§ **Textauszug**
☆ ☆ ☆
Gegenkonditionierung: ein sehr schnelles und wirksames Mittel, um viele Situationen im Alltag zu entschärfen. Dabei wird der bisherige Auslösereiz mit Futter verknüpft und bekommt dadurch eine neue Bedeutung.
Essen macht glücklich, nicht nur die meisten Menschen. Futter ist ein Grundbedürfnis, alle Hunde müssen essen. Gleichzeitig kann eine Futtersuche den Hund beruhigen. Beim Schnüffeln senkt der Hund seinen Kopf, was die Nackenmuskulatur und den ganzen Hund entspannt.
# Trick 17 -Sei grosszügig!
Wir haben in unserem Haus eine Ferienwohnung. Dadurch laufen immer wieder fremde Menschen durch unser Treppenhaus, was von unseren Hunden gerne lautstark kommentiert wird.
Mich nervt die hysterische Kläfferei und ich empfinde es auch den Mietern gegenüber als unangenehm.
☆ ☆ ☆
§ **Erfasste Daten**
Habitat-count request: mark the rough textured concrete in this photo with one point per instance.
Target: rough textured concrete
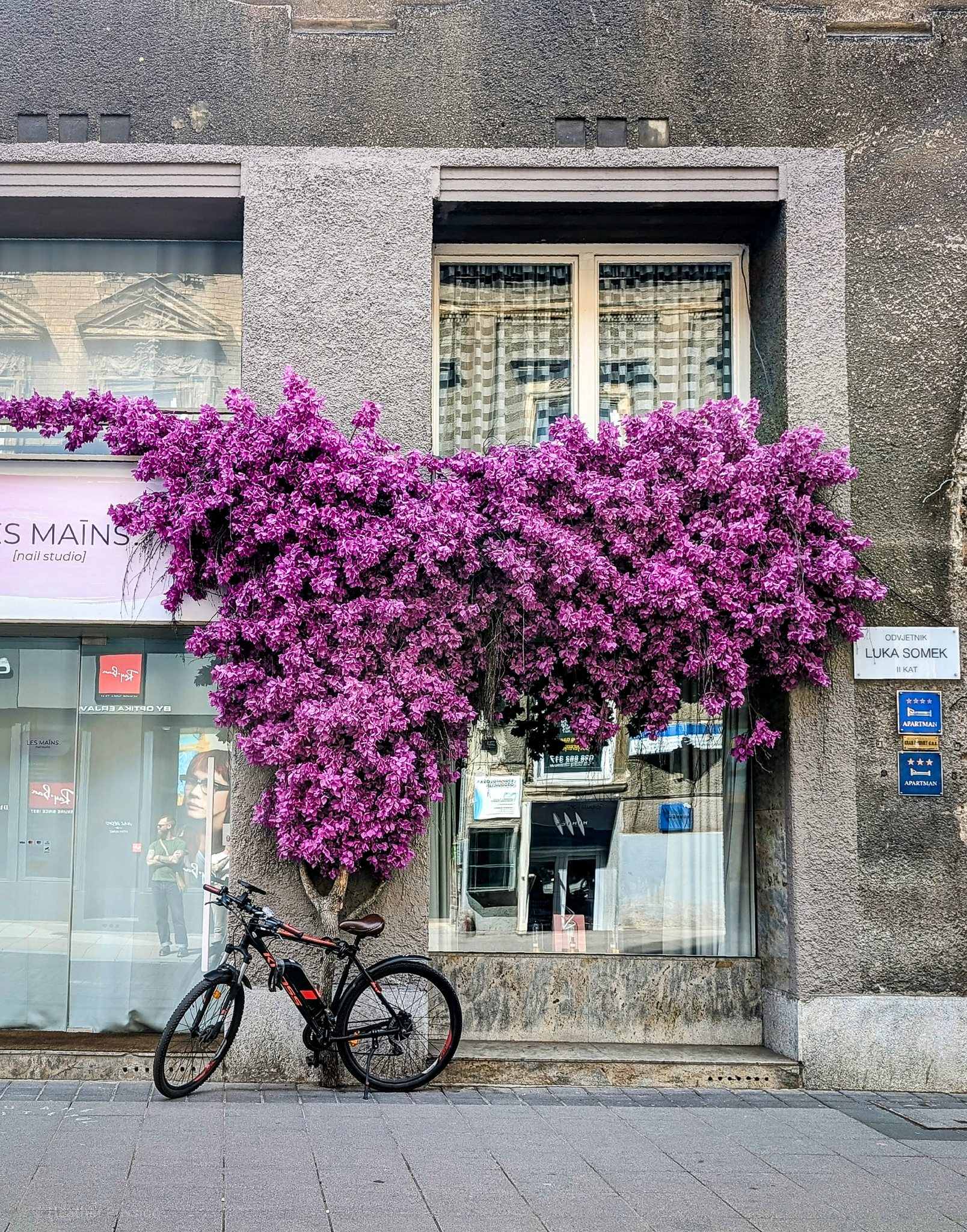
☆ ☆ ☆
§ **Aufgaben**
(A) Beantworte anhand des Textauszugs:
(i) Womit wird bei der Gegenkonditionierung der bisherige Auslösereiz verknüpft?
(ii) Was entspannt sich, wenn der Hund beim Schnüffeln den Kopf senkt?
(iii) Was gibt es in dem Haus, durch dessen Treppenhaus fremde Menschen laufen?
(B) Schreibe den Teil des Textauszugs buchstabengetreu ab, der mit „# Trick 17 -Sei“ beginnt und mit „lautstark kommentiert wird.“ endet.
Die Auflistung steht in keinem Zusammenhang mit dem Textauszug.

§ **Lösungen**
(A)
(i) Mit Futter.
(ii) Die Nackenmuskulatur und der ganze Hund.
(iii) Eine Ferienwohnung.

(B)
# Trick 17 -Sei grosszügig!
Wir haben in unserem Haus eine Ferienwohnung. Dadurch laufen immer wieder fremde Menschen durch unser Treppenhaus, was von unseren Hunden gerne lautstark kommentiert wird.